**Objective**
Count the lines in the material that contain the string "bumper", matching case exactly, and give only the number.

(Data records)
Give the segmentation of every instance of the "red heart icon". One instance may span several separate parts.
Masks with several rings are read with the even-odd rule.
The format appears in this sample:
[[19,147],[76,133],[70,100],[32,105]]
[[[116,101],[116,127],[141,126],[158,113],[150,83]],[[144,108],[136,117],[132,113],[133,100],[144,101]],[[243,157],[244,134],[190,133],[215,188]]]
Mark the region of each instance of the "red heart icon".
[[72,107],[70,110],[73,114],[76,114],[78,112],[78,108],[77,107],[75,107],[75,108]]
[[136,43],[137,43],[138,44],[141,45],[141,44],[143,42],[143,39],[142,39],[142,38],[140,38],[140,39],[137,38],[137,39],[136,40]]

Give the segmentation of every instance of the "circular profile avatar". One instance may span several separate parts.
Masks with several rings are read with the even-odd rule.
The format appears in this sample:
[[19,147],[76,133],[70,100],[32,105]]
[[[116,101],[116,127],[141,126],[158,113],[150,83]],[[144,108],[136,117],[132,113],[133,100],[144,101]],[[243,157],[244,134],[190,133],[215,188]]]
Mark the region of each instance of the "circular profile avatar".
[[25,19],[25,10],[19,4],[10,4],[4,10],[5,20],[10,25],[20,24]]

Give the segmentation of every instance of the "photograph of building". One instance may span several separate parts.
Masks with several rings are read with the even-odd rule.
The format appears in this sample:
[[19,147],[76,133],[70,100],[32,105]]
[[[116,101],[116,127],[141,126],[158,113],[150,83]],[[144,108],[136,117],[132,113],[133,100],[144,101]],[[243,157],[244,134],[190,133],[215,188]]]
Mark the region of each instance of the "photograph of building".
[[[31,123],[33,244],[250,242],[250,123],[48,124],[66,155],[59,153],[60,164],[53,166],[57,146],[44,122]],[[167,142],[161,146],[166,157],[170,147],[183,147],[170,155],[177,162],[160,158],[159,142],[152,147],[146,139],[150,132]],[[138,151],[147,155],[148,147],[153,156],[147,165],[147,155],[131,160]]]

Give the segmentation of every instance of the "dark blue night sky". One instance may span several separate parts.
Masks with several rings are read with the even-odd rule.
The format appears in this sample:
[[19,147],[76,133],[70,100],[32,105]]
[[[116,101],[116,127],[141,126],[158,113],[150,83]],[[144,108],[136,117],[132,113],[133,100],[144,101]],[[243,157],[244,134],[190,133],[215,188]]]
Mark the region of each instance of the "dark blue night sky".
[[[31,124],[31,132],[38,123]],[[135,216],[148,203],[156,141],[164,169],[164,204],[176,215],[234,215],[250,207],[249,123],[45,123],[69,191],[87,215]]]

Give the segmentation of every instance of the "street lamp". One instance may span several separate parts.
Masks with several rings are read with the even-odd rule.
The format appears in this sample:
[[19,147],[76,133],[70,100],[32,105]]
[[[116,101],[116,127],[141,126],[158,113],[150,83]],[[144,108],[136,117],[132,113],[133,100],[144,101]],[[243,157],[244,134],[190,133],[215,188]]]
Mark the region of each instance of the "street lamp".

--

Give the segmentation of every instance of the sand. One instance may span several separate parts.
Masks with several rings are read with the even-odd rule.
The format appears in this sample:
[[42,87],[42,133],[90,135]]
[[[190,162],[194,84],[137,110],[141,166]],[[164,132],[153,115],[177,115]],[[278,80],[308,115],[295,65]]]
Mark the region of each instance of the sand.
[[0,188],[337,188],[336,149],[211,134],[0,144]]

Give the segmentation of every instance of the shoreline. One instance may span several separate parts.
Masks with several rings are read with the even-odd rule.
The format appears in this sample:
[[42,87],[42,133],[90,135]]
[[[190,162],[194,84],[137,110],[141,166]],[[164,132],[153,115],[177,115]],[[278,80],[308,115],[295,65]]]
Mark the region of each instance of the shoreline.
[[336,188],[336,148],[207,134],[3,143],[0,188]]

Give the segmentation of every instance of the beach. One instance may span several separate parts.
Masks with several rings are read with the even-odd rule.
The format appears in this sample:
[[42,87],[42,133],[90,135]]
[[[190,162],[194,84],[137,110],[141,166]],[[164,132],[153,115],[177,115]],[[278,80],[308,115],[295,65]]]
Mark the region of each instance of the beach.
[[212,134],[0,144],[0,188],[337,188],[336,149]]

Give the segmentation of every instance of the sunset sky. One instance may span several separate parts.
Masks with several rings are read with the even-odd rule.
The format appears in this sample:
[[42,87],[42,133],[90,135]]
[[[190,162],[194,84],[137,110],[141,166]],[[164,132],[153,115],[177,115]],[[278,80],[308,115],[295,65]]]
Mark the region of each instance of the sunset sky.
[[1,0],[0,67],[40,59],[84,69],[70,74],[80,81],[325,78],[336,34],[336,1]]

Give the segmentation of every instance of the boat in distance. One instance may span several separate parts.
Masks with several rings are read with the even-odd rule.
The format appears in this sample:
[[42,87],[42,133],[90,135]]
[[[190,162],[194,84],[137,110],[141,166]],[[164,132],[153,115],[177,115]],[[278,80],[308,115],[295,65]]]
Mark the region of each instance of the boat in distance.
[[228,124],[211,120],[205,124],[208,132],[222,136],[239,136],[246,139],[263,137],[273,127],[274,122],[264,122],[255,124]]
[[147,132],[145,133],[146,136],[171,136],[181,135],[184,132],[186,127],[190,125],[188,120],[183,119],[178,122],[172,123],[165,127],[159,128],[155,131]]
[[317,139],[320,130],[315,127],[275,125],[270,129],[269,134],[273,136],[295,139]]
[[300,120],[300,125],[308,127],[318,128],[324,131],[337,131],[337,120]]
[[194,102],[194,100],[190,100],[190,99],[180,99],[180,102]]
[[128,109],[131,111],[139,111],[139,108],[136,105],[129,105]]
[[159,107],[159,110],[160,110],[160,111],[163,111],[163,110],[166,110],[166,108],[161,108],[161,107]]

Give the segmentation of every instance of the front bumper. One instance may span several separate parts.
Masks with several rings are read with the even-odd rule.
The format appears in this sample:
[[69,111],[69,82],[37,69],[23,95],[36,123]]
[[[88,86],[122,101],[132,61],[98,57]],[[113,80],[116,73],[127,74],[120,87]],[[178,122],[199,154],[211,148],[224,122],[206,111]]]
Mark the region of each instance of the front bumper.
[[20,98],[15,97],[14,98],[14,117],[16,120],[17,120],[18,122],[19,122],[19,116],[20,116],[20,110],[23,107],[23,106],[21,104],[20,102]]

**Correct result**
2